DOCUMENT TEXT.
Kyodo News, the main Japanese news agency, reported that technicians were unable to pump water back into the pool and that helicopters may be used to dump water into the building from the air.

However, according to the US-based Nuclear Energy Institute (NEI), the Japanese Atomic Energy Agency (JAEA) was working on a different theory - ascribing the fire to an oil leak.

Improvised solutions

The government is clearly concerned about the possible health impact of radioactive material escaping from Fukushima, with Chief Cabinet Secretary Yukio Edano recommending: "Please do not go outside. Please stay indoors. Please close windows and make your homes airtight."

Whatever the precise source of the radioactivity, the International Atomic Energy Agency (IAEA) reported: "Dose rates of up to 400 millisievert per hour (mSv/hr) have been reported at the site."

Acccording to the World Health Organisation (WHO), the average person's exposure is 3mSv in a year.

Without knowing the full scope of the release, it is hard to assess the likely impact on health.

There is as yet no comprehensive picture of readings across the wider region - and wind direction is a major factor. Nor is it clear for how long the elevated levels persisted.

The US National Institutes of Health notes that a dose approaching one sievert (1,000mSv) would certainly induce radiation sickness.

But in the 1986 Chernobyl disaster, some workers who received doses above this level are still alive.

Whether there is a straightforward relationship between exposure and cancer risk remains unclear, with some experts believing low levels do not have an impact.

EXERCISE SET.
1/ In the Fukushima radiation text, what does the World Health Organisation give as the average person's exposure in a year?
2/ According to the Fukushima radiation text, why is it hard to assess the likely health impact of the release?
3/ Resume the Fukushima radiation text after its final sentence.

Stored data entries.

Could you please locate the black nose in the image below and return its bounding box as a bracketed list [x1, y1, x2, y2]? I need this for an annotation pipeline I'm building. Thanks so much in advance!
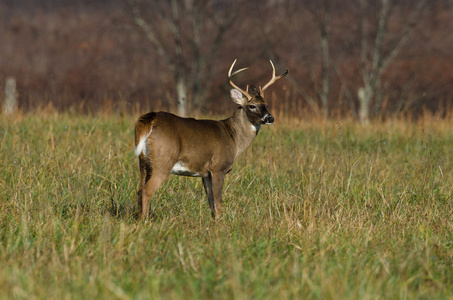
[264, 114, 274, 124]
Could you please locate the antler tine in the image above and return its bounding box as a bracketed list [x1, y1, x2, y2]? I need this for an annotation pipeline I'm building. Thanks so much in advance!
[228, 59, 252, 100]
[260, 60, 289, 94]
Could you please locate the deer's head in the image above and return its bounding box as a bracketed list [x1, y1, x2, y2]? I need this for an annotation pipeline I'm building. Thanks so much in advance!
[228, 60, 288, 126]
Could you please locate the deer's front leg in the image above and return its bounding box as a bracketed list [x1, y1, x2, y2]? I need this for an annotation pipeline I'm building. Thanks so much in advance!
[211, 172, 225, 218]
[202, 172, 215, 219]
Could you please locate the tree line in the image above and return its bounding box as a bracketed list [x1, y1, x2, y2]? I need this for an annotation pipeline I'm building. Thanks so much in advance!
[0, 0, 453, 122]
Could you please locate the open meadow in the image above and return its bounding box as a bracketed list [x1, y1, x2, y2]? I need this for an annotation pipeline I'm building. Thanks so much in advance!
[0, 114, 453, 299]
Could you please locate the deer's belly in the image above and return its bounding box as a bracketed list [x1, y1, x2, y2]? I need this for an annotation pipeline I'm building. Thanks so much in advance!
[171, 161, 201, 177]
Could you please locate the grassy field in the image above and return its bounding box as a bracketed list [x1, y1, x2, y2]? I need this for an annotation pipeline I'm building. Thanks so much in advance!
[0, 114, 453, 299]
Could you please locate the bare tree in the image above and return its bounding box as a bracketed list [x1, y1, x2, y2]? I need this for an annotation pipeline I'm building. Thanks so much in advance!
[123, 0, 238, 116]
[281, 0, 332, 119]
[357, 0, 425, 123]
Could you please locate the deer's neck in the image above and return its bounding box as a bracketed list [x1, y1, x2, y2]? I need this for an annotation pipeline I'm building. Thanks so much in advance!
[225, 108, 261, 159]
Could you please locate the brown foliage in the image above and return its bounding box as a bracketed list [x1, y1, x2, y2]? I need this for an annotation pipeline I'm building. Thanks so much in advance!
[0, 0, 453, 117]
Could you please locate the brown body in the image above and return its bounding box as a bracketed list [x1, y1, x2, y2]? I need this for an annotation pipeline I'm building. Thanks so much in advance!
[135, 62, 287, 218]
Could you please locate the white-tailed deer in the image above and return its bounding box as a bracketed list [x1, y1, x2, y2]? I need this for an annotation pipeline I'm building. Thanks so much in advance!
[135, 60, 288, 218]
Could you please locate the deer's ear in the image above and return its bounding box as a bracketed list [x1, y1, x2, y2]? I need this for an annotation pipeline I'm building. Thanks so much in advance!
[230, 89, 244, 105]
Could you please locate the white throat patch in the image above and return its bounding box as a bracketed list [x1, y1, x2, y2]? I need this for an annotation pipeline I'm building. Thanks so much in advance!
[252, 124, 261, 131]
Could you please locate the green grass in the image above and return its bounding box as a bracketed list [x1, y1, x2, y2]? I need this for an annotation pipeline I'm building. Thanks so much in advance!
[0, 114, 453, 299]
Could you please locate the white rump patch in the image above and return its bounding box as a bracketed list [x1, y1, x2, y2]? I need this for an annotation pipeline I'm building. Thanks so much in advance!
[135, 129, 153, 156]
[171, 161, 201, 177]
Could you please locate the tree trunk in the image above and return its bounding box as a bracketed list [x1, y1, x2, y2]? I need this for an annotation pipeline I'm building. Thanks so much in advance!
[176, 78, 187, 117]
[357, 85, 373, 124]
[3, 77, 16, 116]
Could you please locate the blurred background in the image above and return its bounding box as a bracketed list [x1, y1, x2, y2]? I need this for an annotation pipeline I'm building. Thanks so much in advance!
[0, 0, 453, 121]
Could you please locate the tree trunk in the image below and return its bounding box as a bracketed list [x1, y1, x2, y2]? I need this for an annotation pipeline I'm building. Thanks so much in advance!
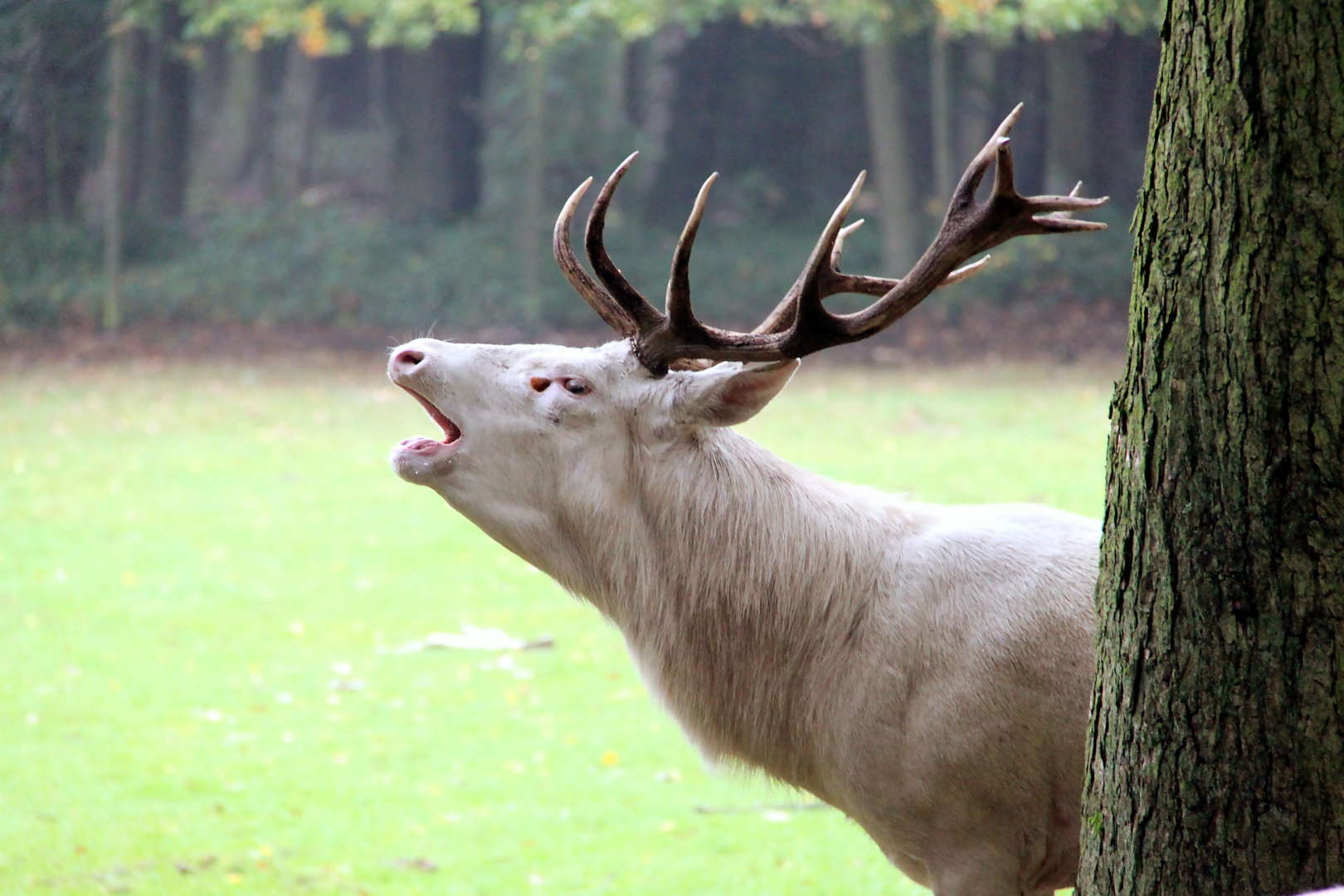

ANSWERS IN ORDER.
1/ 3mSv a year.

2/ The full scope of the release is not known. There is no comprehensive picture yet of readings across the wider region, where wind direction is a major factor, and it is not clear how long the elevated levels lasted.

3/
It also depends which substances are involved. A major risk is when the body absorbs and stores substances such as radioactive iodine, which leads to prolonged, internal exposure.

Experts at the London briefing were keen to put the maximum risk in context.

"Even if the worst does happen, if we do have a significant containment breach, we're absolutely not looking at another Chernobyl," said Professor Malcolm Sperrin, director of medical physics and clinical engineering at Royal Berkshire Hospital.

"We're looking at volumes that will be distributed in the air,and the dose downwind is going to be very low - and the wind now is over the sea."

And Richard Wakeford, visiting professor in epidemiology at the University of Manchester, said Japanese authorities had acted quickly and wisely - unlike Soviet authorities at the time of the Chernobyl disaster.

"They evacuated people early in case there were a release, because the principal concern would be the radioactive iodine," he said.

"The Soviet authorities were in denial - they didn;t move people out, they didn't stop children drinking milk - and even then, the only indication of this is an excess in thyroid cancers, which would not have happened if authorities had issued iodine tablets and stopped people eating the food."

Improvising solo

In the meantime, the key task for workers at the plant remains to get enough water into the reactors - and, now, into the spent fuel pools - with the poor resources at their disposal.

Among all the news coming out of Fukushima from the Tokyo Electric Power Company (Tepco), the nuclear safety agency, and local and national authorities, there has hardly been a mention of new equipment arriving at the site.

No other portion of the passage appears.